_WHAT YOU HAVE TO DO_: Please report every line in the listing below that contains the word "mask", copying each such line in full. Case counts.

● ● ● ● ●

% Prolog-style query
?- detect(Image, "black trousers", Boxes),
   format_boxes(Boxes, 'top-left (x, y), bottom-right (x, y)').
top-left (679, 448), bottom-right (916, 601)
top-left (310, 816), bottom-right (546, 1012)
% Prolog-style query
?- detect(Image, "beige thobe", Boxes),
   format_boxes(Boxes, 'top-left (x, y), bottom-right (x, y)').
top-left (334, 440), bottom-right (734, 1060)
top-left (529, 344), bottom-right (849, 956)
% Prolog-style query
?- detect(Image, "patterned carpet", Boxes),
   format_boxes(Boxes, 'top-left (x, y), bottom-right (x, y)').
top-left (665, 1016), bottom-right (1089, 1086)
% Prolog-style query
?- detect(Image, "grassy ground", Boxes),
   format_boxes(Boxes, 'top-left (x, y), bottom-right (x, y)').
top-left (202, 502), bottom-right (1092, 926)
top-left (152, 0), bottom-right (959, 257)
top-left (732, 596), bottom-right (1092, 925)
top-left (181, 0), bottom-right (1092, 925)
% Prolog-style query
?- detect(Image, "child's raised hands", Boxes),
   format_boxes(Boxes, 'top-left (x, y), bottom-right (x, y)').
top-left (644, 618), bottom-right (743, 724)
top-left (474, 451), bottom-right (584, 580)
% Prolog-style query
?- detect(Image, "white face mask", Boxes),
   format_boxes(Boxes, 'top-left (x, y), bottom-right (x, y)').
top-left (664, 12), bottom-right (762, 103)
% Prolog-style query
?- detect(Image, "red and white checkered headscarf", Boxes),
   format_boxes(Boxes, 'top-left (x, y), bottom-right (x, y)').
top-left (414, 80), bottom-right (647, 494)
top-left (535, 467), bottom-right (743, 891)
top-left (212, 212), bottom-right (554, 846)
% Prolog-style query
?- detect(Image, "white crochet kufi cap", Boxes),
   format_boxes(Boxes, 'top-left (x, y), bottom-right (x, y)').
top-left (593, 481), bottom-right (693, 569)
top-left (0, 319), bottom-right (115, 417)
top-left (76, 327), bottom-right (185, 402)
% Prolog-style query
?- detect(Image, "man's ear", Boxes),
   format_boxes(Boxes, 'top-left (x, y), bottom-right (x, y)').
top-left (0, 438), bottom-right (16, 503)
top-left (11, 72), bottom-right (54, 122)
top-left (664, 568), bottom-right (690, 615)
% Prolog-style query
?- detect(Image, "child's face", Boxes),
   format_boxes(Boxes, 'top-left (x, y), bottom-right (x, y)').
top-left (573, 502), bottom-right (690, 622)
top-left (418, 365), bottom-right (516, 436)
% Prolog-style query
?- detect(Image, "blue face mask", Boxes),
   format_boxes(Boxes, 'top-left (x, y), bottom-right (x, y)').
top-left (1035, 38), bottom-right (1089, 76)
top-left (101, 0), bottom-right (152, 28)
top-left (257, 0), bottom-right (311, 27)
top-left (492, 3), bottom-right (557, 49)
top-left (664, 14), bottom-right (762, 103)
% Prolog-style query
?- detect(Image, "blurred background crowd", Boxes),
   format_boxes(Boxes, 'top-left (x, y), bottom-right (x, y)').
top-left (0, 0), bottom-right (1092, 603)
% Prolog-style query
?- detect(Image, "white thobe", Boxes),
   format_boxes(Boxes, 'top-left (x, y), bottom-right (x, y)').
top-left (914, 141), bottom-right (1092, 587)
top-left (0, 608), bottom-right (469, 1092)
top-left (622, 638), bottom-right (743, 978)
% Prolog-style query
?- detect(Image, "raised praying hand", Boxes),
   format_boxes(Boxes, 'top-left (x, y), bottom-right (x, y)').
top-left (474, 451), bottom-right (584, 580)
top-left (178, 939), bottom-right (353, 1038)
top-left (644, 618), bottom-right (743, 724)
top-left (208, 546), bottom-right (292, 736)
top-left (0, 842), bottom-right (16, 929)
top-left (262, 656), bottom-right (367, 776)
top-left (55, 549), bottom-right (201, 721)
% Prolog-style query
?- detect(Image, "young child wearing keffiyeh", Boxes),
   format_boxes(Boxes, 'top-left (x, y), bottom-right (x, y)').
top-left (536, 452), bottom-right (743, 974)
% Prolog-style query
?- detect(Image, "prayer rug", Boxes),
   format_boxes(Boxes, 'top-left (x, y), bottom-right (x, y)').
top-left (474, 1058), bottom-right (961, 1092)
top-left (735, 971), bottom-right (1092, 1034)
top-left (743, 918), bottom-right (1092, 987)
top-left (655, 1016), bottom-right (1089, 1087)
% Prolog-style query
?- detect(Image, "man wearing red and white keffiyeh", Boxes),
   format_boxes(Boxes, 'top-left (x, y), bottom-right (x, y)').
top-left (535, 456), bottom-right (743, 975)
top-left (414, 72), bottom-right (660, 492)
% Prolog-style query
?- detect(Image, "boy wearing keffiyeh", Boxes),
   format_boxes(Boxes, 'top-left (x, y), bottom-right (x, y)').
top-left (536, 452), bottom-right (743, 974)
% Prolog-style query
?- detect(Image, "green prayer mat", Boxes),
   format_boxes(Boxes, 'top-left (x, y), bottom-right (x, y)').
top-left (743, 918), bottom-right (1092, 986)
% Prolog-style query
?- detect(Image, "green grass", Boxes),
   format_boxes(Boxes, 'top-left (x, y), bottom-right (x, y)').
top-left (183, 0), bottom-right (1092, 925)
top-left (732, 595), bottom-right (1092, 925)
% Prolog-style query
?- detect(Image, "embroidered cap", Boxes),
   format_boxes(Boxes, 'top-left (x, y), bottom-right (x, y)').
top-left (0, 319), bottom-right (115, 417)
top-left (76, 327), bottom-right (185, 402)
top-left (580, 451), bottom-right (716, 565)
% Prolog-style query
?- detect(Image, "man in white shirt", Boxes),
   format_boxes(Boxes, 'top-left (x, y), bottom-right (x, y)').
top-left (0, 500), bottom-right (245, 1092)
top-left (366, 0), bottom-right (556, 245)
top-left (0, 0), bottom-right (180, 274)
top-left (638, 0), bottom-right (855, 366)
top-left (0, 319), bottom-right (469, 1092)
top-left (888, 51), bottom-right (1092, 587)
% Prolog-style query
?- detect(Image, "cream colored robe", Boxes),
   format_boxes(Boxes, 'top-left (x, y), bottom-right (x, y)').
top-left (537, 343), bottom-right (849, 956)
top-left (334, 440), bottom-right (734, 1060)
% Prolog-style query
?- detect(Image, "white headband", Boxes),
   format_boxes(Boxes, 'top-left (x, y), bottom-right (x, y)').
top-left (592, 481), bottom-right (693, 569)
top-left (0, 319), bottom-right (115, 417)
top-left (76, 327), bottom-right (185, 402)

● ● ● ● ●

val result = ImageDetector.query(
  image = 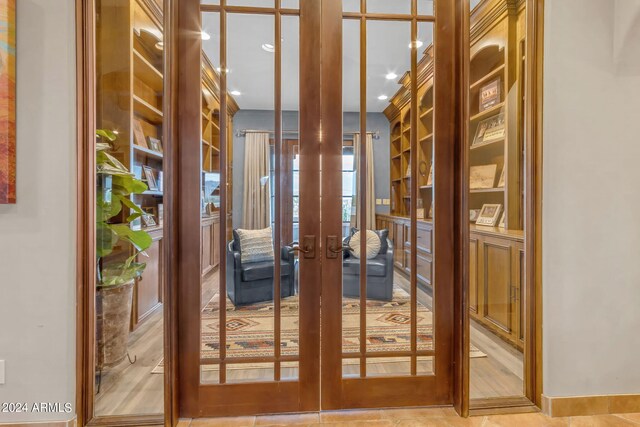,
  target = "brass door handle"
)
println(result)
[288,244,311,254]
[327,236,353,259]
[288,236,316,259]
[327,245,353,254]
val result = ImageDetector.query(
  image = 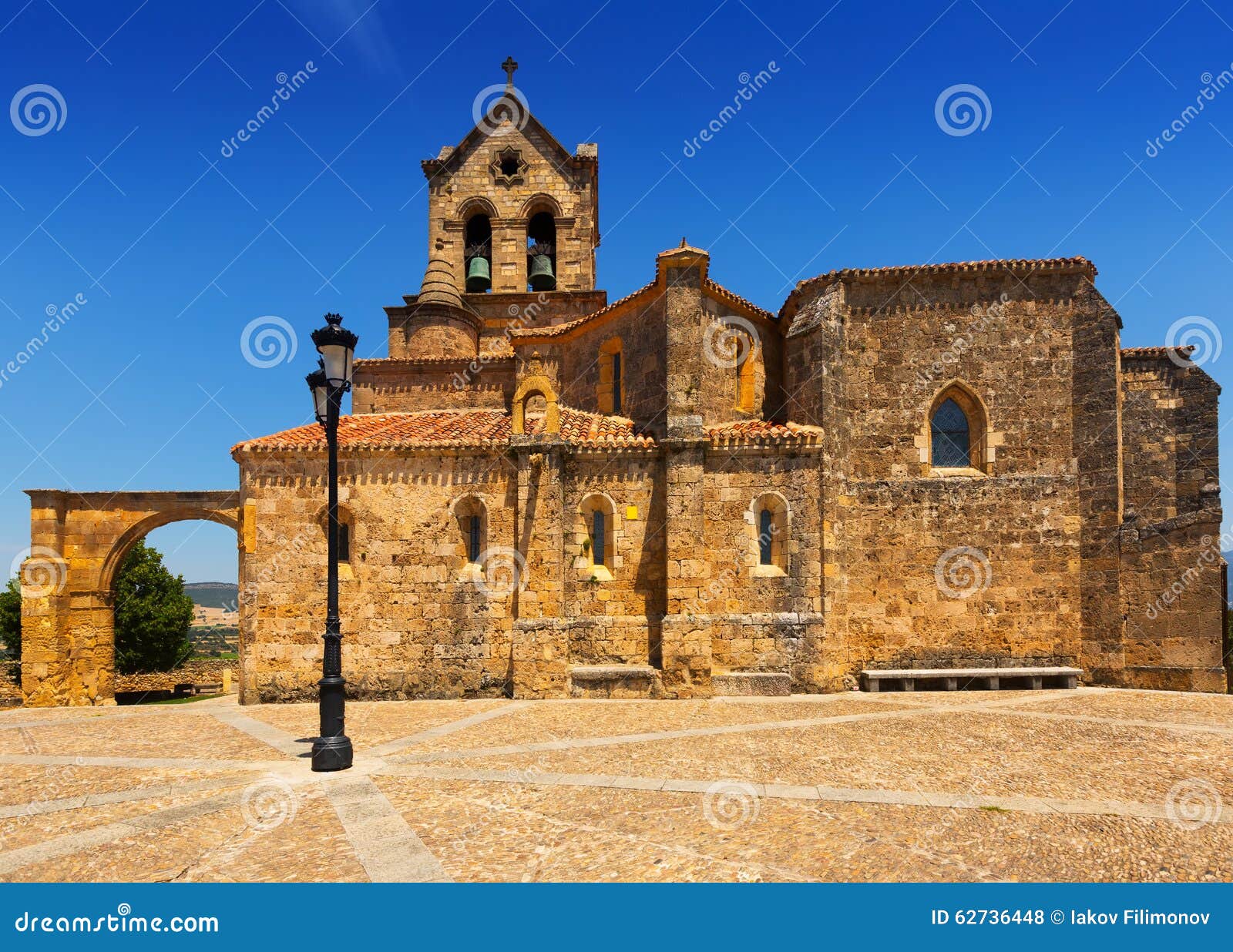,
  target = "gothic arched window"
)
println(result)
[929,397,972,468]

● ● ● ● ●

_THE OUTPUT_:
?- detect(Image, "white face mask", Boxes),
?- detect(Image, "blue face mask", Boxes),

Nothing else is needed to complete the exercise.